> SUPPLIED TEXT

Joanne Rohde is the chief executive officer and co-founder of Axial Exchange. She brings 30 years of experience to her role and has grown companies using “disruptive business models.” Prior to Axial Exchange, she served as the COO and director of health IT strategy at Red Hat, as well as was the CIO of UBS Investment Banking IT. She’s passionate about healthcare because it’s personal; healthcare is a personal business and with the advent of patient engagement, healthcare is even more so personal than its ever been.
Here she discusses the reasoning for her venturing into to healthcare and Axial’s creation, the company’s mission, what “patient engagement” is to her, how “patient engagement” is changing healthcare and Axial’s solution set. Finally, she addresses what she feels are the most pressing issues facing the healthcare as a whole. Her perspectives are deeply insightful; the following is well worth the read.
Can you tell us about yourself and your background prior to starting Axial Exchange? Why healthcare?
I spent most of my career in finance and technology. If I had a personal tagline, it would be that I like to build disruptive businesses in old industries. I did this in finance, with a company called O’Connor and Associates, which brought derivatives and computers to the financial industry when derivatives were still used to hedge real transactions. Then at Red Hat, we brought the benefits of open source to the enterprise, revolutionizing the software industry. Healthcare is one of the most inefficient industries in our country, and it affects every one of us. It is ripe for disruption.

> SUPPLIED INFORMATION
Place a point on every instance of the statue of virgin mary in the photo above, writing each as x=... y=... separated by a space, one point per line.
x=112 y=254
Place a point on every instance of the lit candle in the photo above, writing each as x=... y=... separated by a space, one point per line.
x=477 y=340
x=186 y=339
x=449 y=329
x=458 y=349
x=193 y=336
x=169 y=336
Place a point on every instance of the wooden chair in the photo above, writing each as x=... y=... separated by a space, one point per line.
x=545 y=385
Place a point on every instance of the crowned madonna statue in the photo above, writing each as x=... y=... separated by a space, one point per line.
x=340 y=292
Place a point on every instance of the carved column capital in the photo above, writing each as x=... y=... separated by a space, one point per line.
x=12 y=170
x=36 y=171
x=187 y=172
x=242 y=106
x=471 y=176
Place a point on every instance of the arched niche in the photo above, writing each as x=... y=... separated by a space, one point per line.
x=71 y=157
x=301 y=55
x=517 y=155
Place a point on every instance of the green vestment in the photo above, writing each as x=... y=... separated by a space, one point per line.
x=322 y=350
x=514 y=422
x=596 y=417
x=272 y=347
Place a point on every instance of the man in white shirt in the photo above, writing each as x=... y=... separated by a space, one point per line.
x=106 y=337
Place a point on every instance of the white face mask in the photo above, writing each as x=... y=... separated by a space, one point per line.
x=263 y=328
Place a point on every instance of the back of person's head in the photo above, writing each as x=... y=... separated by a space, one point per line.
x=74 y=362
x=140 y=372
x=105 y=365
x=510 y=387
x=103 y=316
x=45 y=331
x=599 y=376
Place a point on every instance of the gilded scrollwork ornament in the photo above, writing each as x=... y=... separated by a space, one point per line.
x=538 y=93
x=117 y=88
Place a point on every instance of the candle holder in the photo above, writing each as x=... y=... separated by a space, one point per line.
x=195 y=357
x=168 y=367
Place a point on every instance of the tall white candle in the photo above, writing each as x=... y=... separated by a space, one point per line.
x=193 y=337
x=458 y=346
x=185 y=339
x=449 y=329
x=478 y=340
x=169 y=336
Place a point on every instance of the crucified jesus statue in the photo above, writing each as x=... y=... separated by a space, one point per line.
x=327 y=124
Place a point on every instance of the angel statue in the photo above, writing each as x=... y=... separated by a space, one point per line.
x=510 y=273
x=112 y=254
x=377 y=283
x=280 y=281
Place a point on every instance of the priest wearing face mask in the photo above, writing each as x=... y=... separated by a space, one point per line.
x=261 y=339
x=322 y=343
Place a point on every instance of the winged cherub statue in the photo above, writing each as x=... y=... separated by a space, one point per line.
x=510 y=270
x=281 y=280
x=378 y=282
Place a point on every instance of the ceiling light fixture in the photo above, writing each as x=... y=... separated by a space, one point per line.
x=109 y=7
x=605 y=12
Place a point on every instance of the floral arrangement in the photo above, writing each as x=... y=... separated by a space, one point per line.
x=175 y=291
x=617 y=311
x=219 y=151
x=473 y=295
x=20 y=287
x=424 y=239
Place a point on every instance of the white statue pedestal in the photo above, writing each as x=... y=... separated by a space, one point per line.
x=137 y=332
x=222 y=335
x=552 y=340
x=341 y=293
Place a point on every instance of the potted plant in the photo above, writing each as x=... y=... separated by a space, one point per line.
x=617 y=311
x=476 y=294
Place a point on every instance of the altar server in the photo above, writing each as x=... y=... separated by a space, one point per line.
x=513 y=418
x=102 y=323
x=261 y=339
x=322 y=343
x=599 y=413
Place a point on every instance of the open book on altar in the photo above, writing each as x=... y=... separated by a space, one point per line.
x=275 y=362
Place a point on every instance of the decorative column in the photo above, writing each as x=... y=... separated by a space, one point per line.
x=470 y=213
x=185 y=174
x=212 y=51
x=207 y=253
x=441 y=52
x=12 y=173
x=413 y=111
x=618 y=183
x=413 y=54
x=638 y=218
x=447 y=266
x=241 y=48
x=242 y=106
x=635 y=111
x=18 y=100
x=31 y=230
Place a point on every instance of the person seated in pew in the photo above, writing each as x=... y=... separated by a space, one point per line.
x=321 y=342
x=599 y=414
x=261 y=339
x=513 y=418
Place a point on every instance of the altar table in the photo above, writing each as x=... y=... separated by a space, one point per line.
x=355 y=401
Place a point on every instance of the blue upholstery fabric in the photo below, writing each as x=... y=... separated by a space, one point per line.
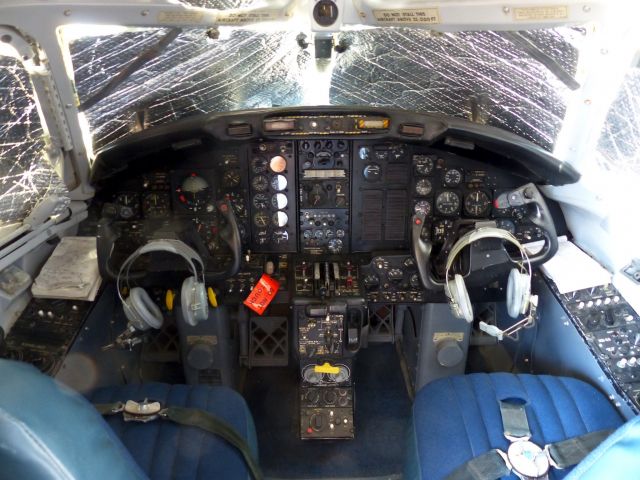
x=166 y=450
x=617 y=457
x=48 y=431
x=458 y=418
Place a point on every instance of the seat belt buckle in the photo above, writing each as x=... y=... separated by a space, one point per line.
x=527 y=460
x=143 y=412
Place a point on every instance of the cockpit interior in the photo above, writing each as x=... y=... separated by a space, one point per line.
x=363 y=289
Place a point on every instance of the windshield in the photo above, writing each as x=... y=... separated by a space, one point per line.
x=521 y=82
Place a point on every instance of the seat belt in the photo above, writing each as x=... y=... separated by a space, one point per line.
x=192 y=417
x=524 y=458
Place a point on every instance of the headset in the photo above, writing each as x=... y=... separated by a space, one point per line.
x=138 y=307
x=518 y=286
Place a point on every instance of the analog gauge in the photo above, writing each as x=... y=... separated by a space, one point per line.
x=279 y=182
x=261 y=219
x=317 y=196
x=260 y=183
x=278 y=164
x=128 y=205
x=208 y=231
x=423 y=187
x=506 y=224
x=280 y=236
x=231 y=178
x=335 y=245
x=259 y=165
x=477 y=203
x=372 y=172
x=156 y=205
x=423 y=164
x=448 y=203
x=195 y=194
x=260 y=201
x=422 y=206
x=364 y=153
x=452 y=177
x=280 y=219
x=279 y=201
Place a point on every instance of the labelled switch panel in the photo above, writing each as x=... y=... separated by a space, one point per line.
x=612 y=330
x=326 y=279
x=326 y=413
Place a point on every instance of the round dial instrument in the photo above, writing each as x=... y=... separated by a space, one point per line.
x=452 y=177
x=280 y=219
x=477 y=203
x=259 y=165
x=423 y=164
x=278 y=164
x=422 y=206
x=156 y=205
x=448 y=203
x=260 y=201
x=423 y=187
x=261 y=219
x=128 y=205
x=231 y=178
x=279 y=183
x=260 y=183
x=195 y=194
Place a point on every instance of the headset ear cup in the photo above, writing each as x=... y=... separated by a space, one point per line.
x=518 y=293
x=141 y=311
x=193 y=298
x=463 y=300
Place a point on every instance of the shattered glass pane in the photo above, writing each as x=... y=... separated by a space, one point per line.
x=488 y=77
x=26 y=175
x=195 y=74
x=516 y=81
x=619 y=145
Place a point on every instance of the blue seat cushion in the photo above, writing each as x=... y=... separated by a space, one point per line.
x=165 y=450
x=458 y=418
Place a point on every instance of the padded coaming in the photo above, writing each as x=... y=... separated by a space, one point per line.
x=458 y=418
x=165 y=450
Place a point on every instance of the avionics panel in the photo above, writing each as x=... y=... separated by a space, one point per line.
x=324 y=176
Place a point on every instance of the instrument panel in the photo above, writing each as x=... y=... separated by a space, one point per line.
x=319 y=197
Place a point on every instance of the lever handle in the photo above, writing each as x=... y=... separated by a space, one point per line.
x=421 y=249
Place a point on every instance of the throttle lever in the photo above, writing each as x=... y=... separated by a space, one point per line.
x=537 y=213
x=421 y=249
x=231 y=236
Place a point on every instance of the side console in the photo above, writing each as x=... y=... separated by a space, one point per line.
x=612 y=330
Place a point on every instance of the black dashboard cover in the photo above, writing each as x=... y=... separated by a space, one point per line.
x=488 y=144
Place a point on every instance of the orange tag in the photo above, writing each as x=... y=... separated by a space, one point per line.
x=260 y=297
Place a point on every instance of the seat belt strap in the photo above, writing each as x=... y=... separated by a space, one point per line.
x=514 y=420
x=193 y=417
x=571 y=451
x=488 y=466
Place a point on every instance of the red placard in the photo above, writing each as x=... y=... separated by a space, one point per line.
x=260 y=297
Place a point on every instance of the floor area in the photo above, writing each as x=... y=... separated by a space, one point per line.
x=382 y=413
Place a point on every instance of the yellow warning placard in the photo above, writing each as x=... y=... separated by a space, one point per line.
x=177 y=17
x=413 y=16
x=552 y=12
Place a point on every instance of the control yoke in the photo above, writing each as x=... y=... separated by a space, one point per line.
x=537 y=212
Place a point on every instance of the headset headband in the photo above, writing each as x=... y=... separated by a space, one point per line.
x=478 y=234
x=177 y=247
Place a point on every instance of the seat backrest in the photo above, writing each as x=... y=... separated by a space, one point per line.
x=47 y=431
x=617 y=457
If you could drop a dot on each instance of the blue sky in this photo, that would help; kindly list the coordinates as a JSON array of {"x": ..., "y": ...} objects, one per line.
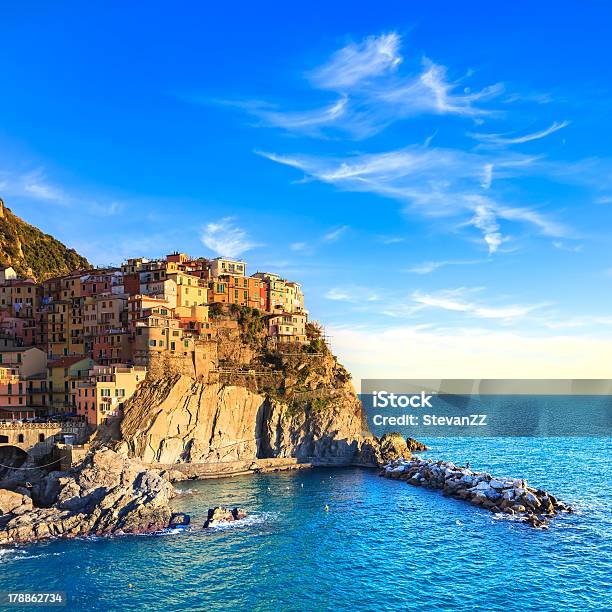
[{"x": 439, "y": 177}]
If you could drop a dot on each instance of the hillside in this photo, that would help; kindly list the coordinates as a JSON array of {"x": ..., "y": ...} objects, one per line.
[
  {"x": 248, "y": 402},
  {"x": 33, "y": 253}
]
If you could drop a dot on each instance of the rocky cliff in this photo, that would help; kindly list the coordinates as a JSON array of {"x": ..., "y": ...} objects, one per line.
[
  {"x": 105, "y": 495},
  {"x": 32, "y": 252},
  {"x": 289, "y": 403}
]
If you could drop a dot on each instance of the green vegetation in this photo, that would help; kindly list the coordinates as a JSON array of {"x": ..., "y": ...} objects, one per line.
[
  {"x": 251, "y": 321},
  {"x": 33, "y": 253},
  {"x": 215, "y": 310}
]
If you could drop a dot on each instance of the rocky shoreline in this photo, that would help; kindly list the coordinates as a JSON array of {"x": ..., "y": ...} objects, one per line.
[
  {"x": 510, "y": 496},
  {"x": 106, "y": 494}
]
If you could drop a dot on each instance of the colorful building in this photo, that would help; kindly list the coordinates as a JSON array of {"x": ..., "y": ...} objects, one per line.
[
  {"x": 221, "y": 265},
  {"x": 105, "y": 391},
  {"x": 288, "y": 327},
  {"x": 63, "y": 376}
]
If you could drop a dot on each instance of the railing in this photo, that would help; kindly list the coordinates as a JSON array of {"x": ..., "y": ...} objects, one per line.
[{"x": 22, "y": 425}]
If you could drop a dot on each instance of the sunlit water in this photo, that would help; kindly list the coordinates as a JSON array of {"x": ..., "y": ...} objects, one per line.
[{"x": 383, "y": 545}]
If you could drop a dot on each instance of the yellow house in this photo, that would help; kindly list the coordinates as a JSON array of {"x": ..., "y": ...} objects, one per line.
[
  {"x": 63, "y": 376},
  {"x": 221, "y": 265},
  {"x": 288, "y": 327},
  {"x": 28, "y": 361},
  {"x": 190, "y": 290},
  {"x": 103, "y": 395}
]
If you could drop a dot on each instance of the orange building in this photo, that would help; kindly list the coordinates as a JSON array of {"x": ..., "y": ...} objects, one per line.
[{"x": 240, "y": 290}]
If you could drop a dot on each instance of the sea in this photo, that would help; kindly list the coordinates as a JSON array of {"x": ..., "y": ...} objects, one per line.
[{"x": 347, "y": 539}]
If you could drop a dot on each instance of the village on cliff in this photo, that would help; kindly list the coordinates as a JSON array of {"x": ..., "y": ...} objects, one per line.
[{"x": 78, "y": 346}]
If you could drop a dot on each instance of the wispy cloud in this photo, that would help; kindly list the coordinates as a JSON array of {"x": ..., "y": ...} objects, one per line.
[
  {"x": 485, "y": 220},
  {"x": 391, "y": 239},
  {"x": 356, "y": 62},
  {"x": 35, "y": 185},
  {"x": 335, "y": 234},
  {"x": 372, "y": 92},
  {"x": 352, "y": 293},
  {"x": 455, "y": 300},
  {"x": 502, "y": 139},
  {"x": 428, "y": 267},
  {"x": 226, "y": 239},
  {"x": 436, "y": 183}
]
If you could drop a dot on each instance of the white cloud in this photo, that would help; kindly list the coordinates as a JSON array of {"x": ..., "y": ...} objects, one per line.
[
  {"x": 454, "y": 300},
  {"x": 356, "y": 62},
  {"x": 428, "y": 267},
  {"x": 36, "y": 186},
  {"x": 226, "y": 239},
  {"x": 352, "y": 293},
  {"x": 501, "y": 139},
  {"x": 486, "y": 221},
  {"x": 436, "y": 183},
  {"x": 391, "y": 239},
  {"x": 309, "y": 120},
  {"x": 401, "y": 351},
  {"x": 336, "y": 234},
  {"x": 337, "y": 294},
  {"x": 373, "y": 94}
]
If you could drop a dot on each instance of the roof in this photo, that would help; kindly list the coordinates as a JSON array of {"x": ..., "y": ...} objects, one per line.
[
  {"x": 66, "y": 362},
  {"x": 18, "y": 349}
]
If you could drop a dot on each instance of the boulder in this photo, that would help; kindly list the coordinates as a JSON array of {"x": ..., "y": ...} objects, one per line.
[
  {"x": 11, "y": 501},
  {"x": 179, "y": 519},
  {"x": 106, "y": 494},
  {"x": 220, "y": 516}
]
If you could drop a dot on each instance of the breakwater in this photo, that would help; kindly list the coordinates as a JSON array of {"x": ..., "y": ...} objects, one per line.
[{"x": 512, "y": 496}]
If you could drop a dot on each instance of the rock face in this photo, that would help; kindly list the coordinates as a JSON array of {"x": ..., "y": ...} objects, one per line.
[
  {"x": 220, "y": 516},
  {"x": 106, "y": 494},
  {"x": 180, "y": 419},
  {"x": 511, "y": 496},
  {"x": 252, "y": 401}
]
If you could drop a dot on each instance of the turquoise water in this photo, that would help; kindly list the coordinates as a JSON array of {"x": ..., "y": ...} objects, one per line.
[{"x": 383, "y": 545}]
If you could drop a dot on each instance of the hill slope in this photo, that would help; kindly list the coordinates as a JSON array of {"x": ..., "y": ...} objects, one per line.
[{"x": 33, "y": 253}]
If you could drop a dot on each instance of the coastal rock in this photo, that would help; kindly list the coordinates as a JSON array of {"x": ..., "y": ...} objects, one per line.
[
  {"x": 511, "y": 496},
  {"x": 414, "y": 446},
  {"x": 220, "y": 516},
  {"x": 179, "y": 519},
  {"x": 183, "y": 420},
  {"x": 106, "y": 494},
  {"x": 12, "y": 502}
]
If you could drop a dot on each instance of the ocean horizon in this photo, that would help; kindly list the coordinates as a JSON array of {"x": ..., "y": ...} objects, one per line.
[{"x": 381, "y": 544}]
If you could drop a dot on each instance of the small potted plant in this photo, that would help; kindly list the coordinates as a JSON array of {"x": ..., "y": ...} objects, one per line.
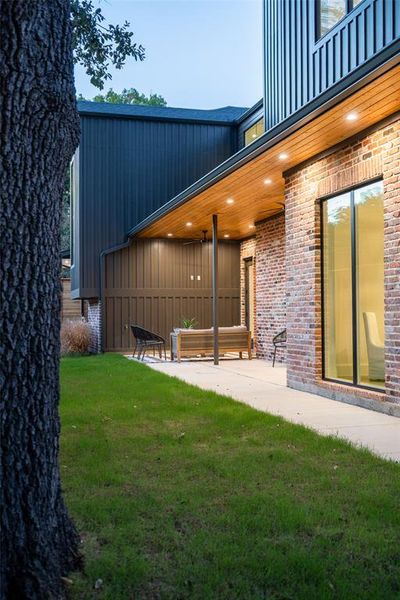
[{"x": 189, "y": 323}]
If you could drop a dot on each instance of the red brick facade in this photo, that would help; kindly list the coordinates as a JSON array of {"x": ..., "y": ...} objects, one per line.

> EXERCISE INSTRUCTIONS
• a. Which companies are named in the interview with Joanne Rohde?
• b. Could you pick up the interview with Joanne Rohde after its last sentence and keep it going?

> RESULTS BY TASK
• a. Axial Exchange, Red Hat, UBS Investment Banking IT, O'Connor and Associates

• b.
What was your motivation in starting Axial Exchange? Perhaps you can tell me more about your entrepreneurial spirit and journey. Do you have other plans for new business lines in the works presently?
I was COO of a rapidly growing global technology company, Red Hat, when I became ill. Over the course of two years I became too sick to walk up a flight of stairs. I was in constant pain, and couldn’t speak properly. It took two years and 10 doctors to properly diagnose me. As I went from doctor to doctor, it became clear that I was starting over with each doctor — they couldn’t share information, and that lack of information sharing made it difficult for them and for me. It was also apparent that when I would go into their offices, they’d take tests and check symptoms, but they were point-in-time analysis — if I had a bad situation a week prior, it wouldn’t be captured. It occurred to me that my story was in part every American’s story and the current system frustrated both doctors and patients alike.
We are just at the beginning of what we can do to improve the patient-doctor experience. The rapid advances of wearable devices is our current area of focus. We want patients to understand their own health patterns, and to securely share that key biometric information with their physicians so each appointment can be fact-based, not “recall” based. Our next area of focus is real-time case management. What if you could get in touch with a recently released cardiac patient precisely when they were at the most risk instead of waiting for a crisis that lands them back in the hospital? These kind of timely, specific interventions can be a reality with the integration of our application back to the care managers.